# What you have to do
Rewrite the stretch from the line containing "Note: point at the tall" through the end of the records, replacing "tall mast" with "sailboat mast" and leaving everything else unchanged.

Dataset items
⁂

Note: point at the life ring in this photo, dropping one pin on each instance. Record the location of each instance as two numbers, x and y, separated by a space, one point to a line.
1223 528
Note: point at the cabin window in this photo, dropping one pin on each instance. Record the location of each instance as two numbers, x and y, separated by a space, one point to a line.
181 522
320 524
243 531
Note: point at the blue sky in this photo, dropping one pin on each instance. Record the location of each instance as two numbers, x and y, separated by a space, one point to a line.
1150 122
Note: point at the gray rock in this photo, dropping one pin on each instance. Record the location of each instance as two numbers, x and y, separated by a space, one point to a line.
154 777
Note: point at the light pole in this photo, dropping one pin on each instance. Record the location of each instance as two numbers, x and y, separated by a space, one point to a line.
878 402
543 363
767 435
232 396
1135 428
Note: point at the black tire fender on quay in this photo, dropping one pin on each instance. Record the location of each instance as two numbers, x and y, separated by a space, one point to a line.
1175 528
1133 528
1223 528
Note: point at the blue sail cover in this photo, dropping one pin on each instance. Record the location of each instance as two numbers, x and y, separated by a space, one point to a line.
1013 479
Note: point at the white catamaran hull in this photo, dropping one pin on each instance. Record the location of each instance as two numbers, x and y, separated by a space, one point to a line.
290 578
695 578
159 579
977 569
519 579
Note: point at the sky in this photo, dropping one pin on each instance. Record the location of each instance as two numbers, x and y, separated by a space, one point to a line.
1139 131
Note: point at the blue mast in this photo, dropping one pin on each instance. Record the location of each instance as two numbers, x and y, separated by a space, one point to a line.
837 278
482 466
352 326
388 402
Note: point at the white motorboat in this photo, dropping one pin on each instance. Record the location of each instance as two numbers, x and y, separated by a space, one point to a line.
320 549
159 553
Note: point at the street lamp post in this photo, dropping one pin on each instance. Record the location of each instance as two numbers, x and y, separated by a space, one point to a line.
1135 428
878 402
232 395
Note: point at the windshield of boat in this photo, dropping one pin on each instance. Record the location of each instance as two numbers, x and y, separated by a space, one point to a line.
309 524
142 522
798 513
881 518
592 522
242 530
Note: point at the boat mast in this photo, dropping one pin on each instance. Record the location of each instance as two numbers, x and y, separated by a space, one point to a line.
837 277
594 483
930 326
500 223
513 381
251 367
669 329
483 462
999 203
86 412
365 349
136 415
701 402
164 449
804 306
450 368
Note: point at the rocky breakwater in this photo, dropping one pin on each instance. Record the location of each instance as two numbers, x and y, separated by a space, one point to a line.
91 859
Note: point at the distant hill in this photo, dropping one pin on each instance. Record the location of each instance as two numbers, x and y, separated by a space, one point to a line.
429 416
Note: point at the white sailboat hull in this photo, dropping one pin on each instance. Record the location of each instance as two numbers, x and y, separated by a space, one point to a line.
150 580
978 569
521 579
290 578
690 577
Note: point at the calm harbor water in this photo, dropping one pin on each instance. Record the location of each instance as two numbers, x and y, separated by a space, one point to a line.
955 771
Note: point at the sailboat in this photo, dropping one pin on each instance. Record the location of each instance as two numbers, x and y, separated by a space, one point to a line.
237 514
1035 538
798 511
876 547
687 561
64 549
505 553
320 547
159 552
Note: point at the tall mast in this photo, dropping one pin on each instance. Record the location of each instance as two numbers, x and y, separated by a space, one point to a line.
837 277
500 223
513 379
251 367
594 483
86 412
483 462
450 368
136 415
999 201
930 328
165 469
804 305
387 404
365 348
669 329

⁂

# The result
Note: point at the sailboat mast in this photo, dropping one pin on each instance. Record the location of each instance as two numbers, x and y, separated by a space, one point to a line.
837 277
500 223
513 379
251 367
594 483
86 412
483 462
450 368
136 415
999 201
930 328
165 469
804 305
387 404
365 348
669 329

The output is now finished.